**Work request A**
Can you sum up the pheochromocytoma treatment text in two sentences?
**Work request B**
Could you write the next part of the pheochromocytoma treatment text, picking up after its final line?

**Excerpt**

Preoperative Management:
- Blood pressure control:
- Alpha-adrenergic blockade is the cornerstone of preoperative management. Phenoxybenzamine, a long-acting, non-selective alpha-blocker, is the drug of choice. It is crucial to start alpha-blockade before beta-blockade to avoid unopposed alpha-adrenergic stimulation, which can lead to a paradoxical increase in blood pressure.
- Beta-blockade can be added after alpha-blockade is established, particularly in patients with tachycardia, arrhythmias, or heart disease.
- Adequate fluid resuscitation is essential as patients with phaeochromocytoma are often volume-depleted due to the vasoconstrictive effects of catecholamines.
- Other medications:
- Calcium channel blockers: May be used in conjunction with alpha-blockers to control blood pressure.
- Magnesium sulfate: May be used to prevent or treat catecholamine-induced arrhythmias.
Surgical Resection:
- Laparoscopic adrenalectomy is the preferred surgical approach for most phaeochromocytomas, as it is minimally invasive and associated with shorter recovery times.
- Open adrenalectomy may be necessary for larger tumours or those that are difficult to access laparoscopically.
- Careful intraoperative monitoring is crucial to manage fluctuations in blood pressure and heart rate.
- Postoperative hypotension can occur after tumour removal and is usually managed with fluid replacement.
Medical Management:
- Medical management with alpha- and beta-blockers may be used in patients who are not surgical candidates (e.g. those with metastatic disease) or as a bridge to surgery.
- Other medications, such as metyrosine (an inhibitor of catecholamine synthesis), may be considered in select cases.
Malignant Phaeochromocytoma:
- Complete surgical resection is often not possible for malignant phaeochromocytomas. Treatment options include:
- Debulking surgery: To remove as much of the tumour as possible.
- Radiotherapy: To target residual tumour or metastases.
- Chemotherapy: To slow tumour growth.

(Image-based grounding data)
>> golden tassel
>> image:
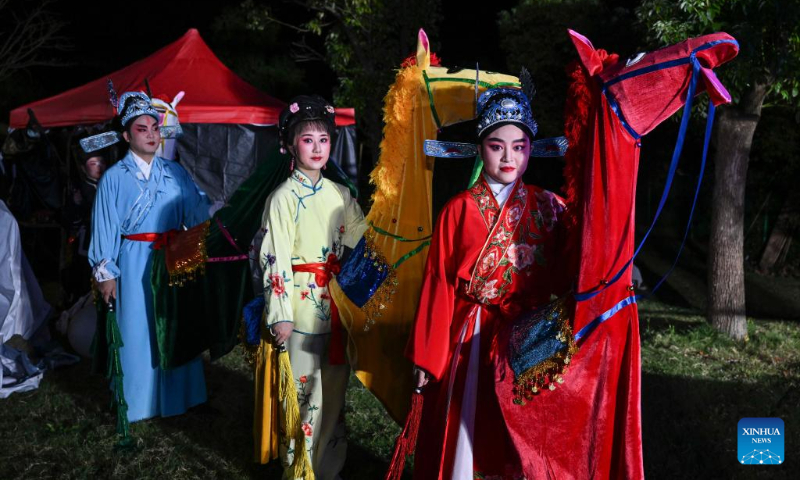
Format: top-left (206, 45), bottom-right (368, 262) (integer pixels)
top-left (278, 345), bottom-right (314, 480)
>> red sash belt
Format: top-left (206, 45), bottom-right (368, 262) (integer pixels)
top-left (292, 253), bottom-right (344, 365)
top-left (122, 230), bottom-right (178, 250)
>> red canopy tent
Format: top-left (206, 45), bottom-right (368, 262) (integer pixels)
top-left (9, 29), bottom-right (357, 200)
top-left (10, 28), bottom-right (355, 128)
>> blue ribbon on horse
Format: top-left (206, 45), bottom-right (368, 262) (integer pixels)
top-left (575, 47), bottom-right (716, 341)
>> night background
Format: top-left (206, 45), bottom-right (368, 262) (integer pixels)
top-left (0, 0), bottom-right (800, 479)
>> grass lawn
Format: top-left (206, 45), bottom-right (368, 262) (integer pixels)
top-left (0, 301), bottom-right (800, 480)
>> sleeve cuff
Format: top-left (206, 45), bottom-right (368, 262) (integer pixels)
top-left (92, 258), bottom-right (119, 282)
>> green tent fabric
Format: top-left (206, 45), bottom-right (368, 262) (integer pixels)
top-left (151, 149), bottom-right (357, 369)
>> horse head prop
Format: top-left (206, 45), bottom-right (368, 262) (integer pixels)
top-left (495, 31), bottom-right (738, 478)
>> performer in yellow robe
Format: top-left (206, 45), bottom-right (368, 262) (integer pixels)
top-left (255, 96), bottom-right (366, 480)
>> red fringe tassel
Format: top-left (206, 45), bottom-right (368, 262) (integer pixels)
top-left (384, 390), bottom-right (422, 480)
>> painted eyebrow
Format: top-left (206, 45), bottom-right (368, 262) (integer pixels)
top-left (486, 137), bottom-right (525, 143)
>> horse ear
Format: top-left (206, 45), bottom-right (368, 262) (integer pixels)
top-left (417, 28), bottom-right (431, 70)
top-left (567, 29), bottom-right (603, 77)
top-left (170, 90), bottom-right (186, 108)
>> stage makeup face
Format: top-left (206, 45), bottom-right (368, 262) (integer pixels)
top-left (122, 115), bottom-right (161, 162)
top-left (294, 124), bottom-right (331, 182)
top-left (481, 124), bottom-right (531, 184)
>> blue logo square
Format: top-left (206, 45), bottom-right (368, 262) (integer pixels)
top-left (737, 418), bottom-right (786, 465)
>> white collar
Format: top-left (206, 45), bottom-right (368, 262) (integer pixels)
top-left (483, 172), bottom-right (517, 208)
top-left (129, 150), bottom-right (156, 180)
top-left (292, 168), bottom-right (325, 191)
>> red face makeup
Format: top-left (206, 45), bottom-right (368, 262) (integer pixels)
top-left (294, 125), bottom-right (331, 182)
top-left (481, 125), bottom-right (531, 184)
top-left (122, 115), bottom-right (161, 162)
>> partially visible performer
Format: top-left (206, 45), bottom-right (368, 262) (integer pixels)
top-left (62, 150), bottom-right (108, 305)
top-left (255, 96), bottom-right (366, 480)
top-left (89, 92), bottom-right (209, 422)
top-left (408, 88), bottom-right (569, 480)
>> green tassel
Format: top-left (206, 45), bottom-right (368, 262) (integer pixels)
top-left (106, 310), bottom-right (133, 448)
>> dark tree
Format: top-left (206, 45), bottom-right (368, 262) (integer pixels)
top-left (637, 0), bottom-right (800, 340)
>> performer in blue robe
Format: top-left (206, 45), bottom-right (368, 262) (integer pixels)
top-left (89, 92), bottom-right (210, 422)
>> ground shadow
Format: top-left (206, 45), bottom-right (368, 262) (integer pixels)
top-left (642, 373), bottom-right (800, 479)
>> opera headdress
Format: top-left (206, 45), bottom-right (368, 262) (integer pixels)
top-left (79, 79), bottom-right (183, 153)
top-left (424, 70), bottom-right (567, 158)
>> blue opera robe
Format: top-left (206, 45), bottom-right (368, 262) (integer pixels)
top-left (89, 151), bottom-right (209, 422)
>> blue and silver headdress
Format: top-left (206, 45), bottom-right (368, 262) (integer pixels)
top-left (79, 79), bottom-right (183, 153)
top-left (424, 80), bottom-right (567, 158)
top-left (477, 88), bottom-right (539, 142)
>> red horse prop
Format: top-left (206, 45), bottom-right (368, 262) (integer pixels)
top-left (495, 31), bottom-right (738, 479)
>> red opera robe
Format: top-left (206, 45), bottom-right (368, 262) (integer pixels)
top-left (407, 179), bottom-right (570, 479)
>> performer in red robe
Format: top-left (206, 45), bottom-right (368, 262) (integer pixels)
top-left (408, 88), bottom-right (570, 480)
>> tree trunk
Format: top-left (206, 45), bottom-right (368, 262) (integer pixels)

**Final answer A**
Before surgery for pheochromocytoma, blood pressure is controlled by starting alpha-blockade, with phenoxybenzamine as the drug of choice, before adding beta-blockade, along with fluid resuscitation and possibly calcium channel blockers or magnesium sulfate. Laparoscopic adrenalectomy is the preferred operation, alpha- and beta-blockers or metyrosine serve patients who are not surgical candidates or as a bridge to surgery, and malignant tumors that often cannot be fully resected may be treated with debulking surgery, radiotherapy, or chemotherapy.

**Final answer B**
- Targeted therapies: Newer therapies, such as VEGF inhibitors (e.g. sunitinib), are being investigated for the treatment of malignant phaeochromocytoma.
Complications & Prognosis
Untreated phaeochromocytoma can lead to serious, life-threatening complications, including:
- Hypertensive crises: These are sudden, severe elevations in blood pressure that can cause:
- Stroke
- Myocardial infarction
- Heart failure
- Aortic dissection
- Retinal haemorrhage
- Encephalopathy
- Arrhythmias: Catecholamines can trigger various cardiac arrhythmias, including:
- Atrial fibrillation
- Ventricular tachycardia
- Ventricular fibrillation
- Cardiomyopathy: Chronic exposure to high levels of catecholamines can lead to heart muscle damage and dysfunction.
- Metabolic complications: Hyperglycaemia, hypokalaemia, and metabolic alkalosis can occur.
- Malignant transformation: While most phaeochromocytomas are benign, approximately 10% are malignant.
Prognosis:
- The prognosis for benign phaeochromocytoma is generally excellent after surgical resection, with a 5-year survival rate of over 95%.
- The prognosis for malignant phaeochromocytoma is significantly worse, with a 5-year survival rate of around 40%.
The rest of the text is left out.